═══ Data section ═══
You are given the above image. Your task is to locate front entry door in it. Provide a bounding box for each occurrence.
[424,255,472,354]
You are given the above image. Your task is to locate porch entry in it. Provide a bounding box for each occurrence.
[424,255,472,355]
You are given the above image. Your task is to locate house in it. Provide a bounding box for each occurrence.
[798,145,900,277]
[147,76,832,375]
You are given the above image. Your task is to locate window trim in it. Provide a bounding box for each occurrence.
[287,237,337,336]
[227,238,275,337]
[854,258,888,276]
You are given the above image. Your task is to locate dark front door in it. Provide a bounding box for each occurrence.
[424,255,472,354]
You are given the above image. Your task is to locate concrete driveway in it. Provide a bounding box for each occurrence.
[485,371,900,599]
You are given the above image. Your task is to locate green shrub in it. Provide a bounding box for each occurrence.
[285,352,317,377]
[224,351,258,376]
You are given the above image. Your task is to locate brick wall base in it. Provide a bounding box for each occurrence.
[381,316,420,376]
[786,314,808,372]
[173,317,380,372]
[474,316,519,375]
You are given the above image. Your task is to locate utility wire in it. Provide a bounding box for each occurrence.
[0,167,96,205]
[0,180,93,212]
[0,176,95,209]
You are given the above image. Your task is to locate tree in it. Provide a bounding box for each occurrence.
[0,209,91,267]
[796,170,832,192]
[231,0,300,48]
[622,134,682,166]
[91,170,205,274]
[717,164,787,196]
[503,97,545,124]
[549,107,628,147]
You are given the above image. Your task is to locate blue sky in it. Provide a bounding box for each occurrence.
═══
What to work on – A verbatim copy of the records above should be returned.

Result for this exercise –
You are given the above image. Your task is to locate front entry door in it. Provide a bounding box for each occurrence.
[424,255,472,354]
You are given the above image. Your task is to locate porch entry in it. Provide a bounding box for each occurrence.
[424,255,472,355]
You are given the above image. Your task is to locate house in it. Provide a bounding box for each occurrence.
[798,145,900,277]
[147,76,832,375]
You are given the above image. Your task is to locate window trim in it. Provide a bounding box for each occurrence.
[287,237,337,336]
[227,238,275,337]
[854,258,888,276]
You are given the above image. Your task is to locate dark front door in it. Provide a bounding box for each occurrence.
[424,255,472,354]
You are given the above image. Your task is to locate concrete driveway in it. Provide a bounding box for each occurrence.
[485,371,900,599]
You are given the above image. Your task is to locate green shrub in it. Provide a bounding box for each occurrence.
[285,352,317,377]
[224,351,258,376]
You are given the above image. Your task is to locate brick wall base in it. Provide a bounding box for each occurrence.
[381,316,420,376]
[786,314,808,372]
[173,317,380,372]
[474,316,519,375]
You are given the above image. Your task is to locate utility wire in it. Provide a bounding box for each occurrence.
[0,167,96,205]
[0,180,93,212]
[0,176,95,209]
You are given the above image. Your task is to locate tree in it. Provide a bounding box for each occurrence.
[0,209,91,267]
[796,170,832,192]
[231,0,300,48]
[622,134,682,166]
[91,170,205,274]
[717,164,787,196]
[503,97,545,124]
[549,107,628,147]
You are given the above image. Your task is to locate blue sky in it. Provide a bounding box for each occurrence.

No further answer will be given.